### Stated problem
Write out only the lines of the listing below from the line with "black baseball cap." to the line with "[569,382,586,438]" as a numbered list, leaving out any blank lines.

****************

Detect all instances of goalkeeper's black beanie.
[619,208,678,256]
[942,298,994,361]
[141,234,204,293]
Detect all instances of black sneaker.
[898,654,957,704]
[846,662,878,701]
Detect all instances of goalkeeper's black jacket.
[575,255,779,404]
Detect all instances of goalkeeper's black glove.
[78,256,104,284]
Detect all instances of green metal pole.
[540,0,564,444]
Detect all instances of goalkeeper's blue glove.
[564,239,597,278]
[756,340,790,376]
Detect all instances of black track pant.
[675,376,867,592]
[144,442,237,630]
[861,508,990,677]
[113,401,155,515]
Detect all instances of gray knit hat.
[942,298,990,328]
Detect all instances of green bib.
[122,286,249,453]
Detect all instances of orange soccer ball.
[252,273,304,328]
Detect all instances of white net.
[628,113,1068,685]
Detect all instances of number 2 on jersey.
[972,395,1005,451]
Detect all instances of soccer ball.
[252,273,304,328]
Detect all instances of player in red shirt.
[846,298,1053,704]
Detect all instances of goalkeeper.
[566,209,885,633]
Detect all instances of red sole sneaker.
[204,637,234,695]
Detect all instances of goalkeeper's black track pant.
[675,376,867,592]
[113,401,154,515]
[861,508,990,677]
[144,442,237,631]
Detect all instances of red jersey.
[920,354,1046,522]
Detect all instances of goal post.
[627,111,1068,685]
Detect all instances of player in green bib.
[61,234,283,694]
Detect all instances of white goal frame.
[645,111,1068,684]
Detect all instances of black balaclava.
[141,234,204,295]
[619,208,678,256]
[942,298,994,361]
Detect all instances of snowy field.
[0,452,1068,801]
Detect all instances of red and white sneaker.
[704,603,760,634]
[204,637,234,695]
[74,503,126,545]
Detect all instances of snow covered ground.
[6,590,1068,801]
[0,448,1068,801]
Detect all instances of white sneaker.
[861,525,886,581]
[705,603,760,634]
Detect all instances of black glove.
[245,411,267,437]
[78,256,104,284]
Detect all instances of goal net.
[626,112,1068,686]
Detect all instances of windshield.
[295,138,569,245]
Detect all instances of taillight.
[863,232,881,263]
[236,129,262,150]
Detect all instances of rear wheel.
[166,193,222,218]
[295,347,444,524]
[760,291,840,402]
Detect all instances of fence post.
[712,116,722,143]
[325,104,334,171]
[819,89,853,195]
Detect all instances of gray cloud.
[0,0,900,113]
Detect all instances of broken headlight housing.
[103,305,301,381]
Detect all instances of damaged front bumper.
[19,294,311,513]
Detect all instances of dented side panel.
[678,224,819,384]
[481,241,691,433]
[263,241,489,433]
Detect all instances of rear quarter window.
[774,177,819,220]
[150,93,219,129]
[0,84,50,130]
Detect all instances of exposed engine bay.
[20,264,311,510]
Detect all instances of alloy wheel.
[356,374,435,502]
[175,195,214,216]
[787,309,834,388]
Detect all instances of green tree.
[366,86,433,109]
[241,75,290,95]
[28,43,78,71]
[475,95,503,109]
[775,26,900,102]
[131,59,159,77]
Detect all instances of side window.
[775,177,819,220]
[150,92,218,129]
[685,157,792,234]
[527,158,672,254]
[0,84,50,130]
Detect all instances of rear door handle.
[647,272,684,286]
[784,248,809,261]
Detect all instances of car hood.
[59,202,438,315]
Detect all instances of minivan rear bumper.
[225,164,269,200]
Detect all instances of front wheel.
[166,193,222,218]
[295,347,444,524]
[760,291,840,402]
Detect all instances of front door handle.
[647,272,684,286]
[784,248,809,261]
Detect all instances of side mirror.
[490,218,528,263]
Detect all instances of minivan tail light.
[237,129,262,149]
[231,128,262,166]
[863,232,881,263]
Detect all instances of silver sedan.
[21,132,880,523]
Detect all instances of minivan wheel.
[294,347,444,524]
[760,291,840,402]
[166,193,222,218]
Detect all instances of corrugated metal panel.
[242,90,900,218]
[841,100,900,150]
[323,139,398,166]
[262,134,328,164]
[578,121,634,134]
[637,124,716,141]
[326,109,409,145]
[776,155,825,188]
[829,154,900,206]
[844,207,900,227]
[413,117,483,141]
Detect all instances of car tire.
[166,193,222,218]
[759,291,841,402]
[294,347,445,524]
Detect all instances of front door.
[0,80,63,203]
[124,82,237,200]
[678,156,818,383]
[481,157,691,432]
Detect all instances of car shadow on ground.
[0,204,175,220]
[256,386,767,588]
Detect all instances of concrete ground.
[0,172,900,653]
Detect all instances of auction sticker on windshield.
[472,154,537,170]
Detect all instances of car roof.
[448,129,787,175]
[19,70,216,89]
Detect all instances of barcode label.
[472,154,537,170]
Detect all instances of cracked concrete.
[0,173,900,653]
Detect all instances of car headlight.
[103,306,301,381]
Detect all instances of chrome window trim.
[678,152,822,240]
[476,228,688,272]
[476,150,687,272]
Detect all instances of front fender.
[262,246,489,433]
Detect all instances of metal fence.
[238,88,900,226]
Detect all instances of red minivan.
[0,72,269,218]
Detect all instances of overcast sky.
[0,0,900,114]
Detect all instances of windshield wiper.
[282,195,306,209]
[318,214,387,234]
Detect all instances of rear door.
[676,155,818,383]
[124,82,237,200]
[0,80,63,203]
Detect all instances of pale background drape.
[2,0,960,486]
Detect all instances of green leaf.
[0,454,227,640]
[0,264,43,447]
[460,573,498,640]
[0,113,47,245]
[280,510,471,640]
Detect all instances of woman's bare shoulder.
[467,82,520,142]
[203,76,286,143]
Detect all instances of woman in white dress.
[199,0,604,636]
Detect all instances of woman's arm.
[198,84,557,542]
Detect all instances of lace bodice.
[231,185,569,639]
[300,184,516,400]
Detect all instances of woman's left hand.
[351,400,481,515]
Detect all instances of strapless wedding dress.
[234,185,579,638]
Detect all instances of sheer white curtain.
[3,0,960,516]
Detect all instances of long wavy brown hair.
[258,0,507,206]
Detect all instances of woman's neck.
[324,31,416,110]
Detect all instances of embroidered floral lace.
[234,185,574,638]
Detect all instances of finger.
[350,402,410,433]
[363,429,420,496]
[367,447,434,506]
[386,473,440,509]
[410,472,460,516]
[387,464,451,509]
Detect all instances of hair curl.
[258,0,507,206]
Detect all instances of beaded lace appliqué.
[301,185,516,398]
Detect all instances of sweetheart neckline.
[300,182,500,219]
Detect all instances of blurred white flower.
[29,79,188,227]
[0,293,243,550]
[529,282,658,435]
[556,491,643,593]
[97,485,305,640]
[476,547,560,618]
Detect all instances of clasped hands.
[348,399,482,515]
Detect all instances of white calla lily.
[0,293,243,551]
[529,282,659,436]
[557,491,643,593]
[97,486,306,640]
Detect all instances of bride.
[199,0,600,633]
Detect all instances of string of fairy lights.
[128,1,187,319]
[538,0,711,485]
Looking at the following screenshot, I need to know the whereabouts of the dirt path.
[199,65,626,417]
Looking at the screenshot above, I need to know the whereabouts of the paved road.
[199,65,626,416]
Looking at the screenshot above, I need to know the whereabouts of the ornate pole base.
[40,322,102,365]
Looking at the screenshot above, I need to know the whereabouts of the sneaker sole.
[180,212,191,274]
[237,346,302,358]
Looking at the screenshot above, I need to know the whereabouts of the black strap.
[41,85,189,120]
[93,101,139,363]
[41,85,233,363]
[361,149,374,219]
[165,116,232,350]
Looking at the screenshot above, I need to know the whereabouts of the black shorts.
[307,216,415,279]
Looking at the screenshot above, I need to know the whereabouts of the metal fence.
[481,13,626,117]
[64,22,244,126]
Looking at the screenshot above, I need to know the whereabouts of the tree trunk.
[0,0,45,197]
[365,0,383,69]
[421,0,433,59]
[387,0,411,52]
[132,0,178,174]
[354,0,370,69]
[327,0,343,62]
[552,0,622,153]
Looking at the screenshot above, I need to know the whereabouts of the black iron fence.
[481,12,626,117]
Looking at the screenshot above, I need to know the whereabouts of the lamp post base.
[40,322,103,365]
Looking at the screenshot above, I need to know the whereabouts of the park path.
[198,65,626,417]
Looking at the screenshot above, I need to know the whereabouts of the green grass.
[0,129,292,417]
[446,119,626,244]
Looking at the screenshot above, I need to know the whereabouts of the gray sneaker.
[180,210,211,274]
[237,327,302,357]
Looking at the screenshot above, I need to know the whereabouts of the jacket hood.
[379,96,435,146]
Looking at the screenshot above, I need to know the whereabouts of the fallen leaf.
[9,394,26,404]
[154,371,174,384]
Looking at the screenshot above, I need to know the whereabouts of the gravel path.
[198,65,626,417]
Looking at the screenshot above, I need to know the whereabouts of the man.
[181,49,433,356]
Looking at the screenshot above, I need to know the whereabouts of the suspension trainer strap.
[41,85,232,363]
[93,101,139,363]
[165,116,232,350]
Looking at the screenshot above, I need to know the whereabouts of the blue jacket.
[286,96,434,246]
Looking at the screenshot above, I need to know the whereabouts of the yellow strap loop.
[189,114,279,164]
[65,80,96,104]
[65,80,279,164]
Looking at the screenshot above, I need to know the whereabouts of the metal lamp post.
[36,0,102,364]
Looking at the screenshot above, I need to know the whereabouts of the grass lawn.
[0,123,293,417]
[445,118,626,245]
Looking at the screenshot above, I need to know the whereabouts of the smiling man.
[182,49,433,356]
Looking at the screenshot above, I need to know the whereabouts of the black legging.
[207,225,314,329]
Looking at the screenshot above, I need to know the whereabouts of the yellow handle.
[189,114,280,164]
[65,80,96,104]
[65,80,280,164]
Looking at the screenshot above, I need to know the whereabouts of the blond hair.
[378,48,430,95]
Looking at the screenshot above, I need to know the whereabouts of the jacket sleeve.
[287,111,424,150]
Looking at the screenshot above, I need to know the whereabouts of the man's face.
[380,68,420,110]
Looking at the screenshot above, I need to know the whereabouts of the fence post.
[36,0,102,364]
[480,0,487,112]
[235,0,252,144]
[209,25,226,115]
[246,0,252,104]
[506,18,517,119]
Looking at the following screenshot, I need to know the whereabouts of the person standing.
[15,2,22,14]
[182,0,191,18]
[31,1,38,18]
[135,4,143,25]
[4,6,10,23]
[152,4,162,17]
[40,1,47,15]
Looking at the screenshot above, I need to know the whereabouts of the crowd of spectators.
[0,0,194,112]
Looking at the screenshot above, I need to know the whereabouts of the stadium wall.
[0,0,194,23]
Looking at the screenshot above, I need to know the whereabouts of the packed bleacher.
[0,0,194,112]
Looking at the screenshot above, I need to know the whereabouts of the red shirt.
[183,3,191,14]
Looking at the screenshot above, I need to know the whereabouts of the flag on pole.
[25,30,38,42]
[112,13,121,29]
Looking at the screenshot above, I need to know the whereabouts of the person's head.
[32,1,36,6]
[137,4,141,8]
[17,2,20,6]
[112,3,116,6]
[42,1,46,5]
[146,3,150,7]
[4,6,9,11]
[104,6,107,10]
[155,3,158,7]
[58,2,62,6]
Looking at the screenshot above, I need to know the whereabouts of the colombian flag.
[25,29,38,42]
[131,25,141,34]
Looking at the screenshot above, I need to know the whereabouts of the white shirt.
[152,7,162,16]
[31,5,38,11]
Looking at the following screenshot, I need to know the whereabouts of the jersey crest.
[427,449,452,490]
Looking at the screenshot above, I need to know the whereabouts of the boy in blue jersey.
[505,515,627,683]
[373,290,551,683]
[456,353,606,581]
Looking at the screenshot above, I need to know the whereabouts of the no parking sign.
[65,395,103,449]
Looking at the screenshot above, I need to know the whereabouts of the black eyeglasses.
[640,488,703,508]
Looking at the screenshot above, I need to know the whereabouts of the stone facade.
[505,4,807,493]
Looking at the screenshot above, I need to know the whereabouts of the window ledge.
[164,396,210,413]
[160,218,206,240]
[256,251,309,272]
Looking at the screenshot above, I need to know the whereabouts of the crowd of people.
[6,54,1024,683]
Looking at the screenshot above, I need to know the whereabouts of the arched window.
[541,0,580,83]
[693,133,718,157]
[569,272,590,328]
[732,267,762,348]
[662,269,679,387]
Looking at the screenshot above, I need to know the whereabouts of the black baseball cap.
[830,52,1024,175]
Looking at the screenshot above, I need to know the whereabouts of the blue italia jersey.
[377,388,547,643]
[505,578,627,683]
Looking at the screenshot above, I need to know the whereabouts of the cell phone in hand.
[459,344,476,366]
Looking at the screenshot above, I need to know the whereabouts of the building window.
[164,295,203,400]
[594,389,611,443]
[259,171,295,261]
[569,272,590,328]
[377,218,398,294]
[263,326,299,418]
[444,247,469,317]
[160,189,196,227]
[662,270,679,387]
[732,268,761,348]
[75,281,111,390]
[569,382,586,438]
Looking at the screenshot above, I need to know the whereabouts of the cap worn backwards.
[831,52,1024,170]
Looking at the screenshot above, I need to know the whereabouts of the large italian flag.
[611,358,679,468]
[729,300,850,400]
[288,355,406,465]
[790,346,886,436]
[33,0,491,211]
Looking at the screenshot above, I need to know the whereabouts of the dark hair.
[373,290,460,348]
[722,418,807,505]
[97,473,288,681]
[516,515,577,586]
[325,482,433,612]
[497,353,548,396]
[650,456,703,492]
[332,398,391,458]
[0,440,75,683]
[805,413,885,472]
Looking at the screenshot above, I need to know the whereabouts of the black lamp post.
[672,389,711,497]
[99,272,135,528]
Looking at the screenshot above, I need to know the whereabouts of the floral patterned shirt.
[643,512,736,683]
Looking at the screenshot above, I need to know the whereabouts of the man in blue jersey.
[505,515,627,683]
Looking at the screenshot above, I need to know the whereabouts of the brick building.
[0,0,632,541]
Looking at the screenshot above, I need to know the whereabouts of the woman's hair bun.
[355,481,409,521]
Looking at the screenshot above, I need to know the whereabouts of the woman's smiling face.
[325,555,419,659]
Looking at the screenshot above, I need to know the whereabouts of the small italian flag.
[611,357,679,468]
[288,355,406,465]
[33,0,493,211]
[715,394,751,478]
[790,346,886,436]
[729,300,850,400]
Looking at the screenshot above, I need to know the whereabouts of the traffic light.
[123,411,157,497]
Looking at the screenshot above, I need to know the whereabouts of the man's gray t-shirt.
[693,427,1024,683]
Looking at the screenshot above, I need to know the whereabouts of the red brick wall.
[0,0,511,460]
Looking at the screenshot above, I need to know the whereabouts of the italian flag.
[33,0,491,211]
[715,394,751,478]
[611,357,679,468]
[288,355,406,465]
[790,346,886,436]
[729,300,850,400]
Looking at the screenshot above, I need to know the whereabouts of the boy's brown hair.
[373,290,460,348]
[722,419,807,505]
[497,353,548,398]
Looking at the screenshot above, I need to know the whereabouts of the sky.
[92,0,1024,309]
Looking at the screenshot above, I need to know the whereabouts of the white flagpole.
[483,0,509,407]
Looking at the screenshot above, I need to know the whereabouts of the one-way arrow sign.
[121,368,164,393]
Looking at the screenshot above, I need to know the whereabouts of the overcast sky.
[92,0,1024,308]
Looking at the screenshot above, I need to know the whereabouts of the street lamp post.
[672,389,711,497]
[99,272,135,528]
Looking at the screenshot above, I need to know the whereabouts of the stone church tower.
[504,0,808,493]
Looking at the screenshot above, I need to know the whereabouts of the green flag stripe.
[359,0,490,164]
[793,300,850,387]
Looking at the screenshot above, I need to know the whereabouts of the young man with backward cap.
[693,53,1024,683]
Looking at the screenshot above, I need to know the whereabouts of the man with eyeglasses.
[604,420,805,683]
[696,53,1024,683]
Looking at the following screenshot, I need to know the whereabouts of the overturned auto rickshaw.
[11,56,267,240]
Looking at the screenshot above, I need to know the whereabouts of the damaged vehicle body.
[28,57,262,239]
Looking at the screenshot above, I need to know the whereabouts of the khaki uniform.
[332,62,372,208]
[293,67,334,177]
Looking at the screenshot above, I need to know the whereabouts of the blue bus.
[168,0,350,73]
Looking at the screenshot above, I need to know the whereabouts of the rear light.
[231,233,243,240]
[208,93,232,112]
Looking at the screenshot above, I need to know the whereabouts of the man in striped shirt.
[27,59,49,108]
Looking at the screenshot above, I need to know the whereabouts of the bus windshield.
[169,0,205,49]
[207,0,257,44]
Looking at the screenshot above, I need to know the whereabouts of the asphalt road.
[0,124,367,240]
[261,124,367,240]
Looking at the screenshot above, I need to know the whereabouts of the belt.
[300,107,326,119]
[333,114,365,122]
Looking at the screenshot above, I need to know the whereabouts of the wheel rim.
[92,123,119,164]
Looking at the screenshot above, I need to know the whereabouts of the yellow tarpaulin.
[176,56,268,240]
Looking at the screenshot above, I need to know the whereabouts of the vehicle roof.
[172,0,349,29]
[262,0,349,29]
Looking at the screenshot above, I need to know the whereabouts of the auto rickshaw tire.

****************

### Response to this task
1. Looking at the screenshot above, I need to know the whereabouts of the black baseball cap.
2. [830,52,1024,175]
3. Looking at the screenshot above, I need to know the whereabouts of the blue italia jersey.
4. [377,388,547,643]
5. [505,578,627,683]
6. Looking at the screenshot above, I need to know the whereabouts of the cell phone in hand.
7. [459,344,476,366]
8. Looking at the screenshot above, I need to know the whereabouts of the building window.
9. [164,295,203,400]
10. [594,389,611,443]
11. [259,171,295,261]
12. [569,272,590,328]
13. [377,218,398,294]
14. [263,326,299,418]
15. [444,247,469,317]
16. [160,189,196,227]
17. [662,270,679,387]
18. [732,268,761,348]
19. [75,281,111,390]
20. [569,382,586,438]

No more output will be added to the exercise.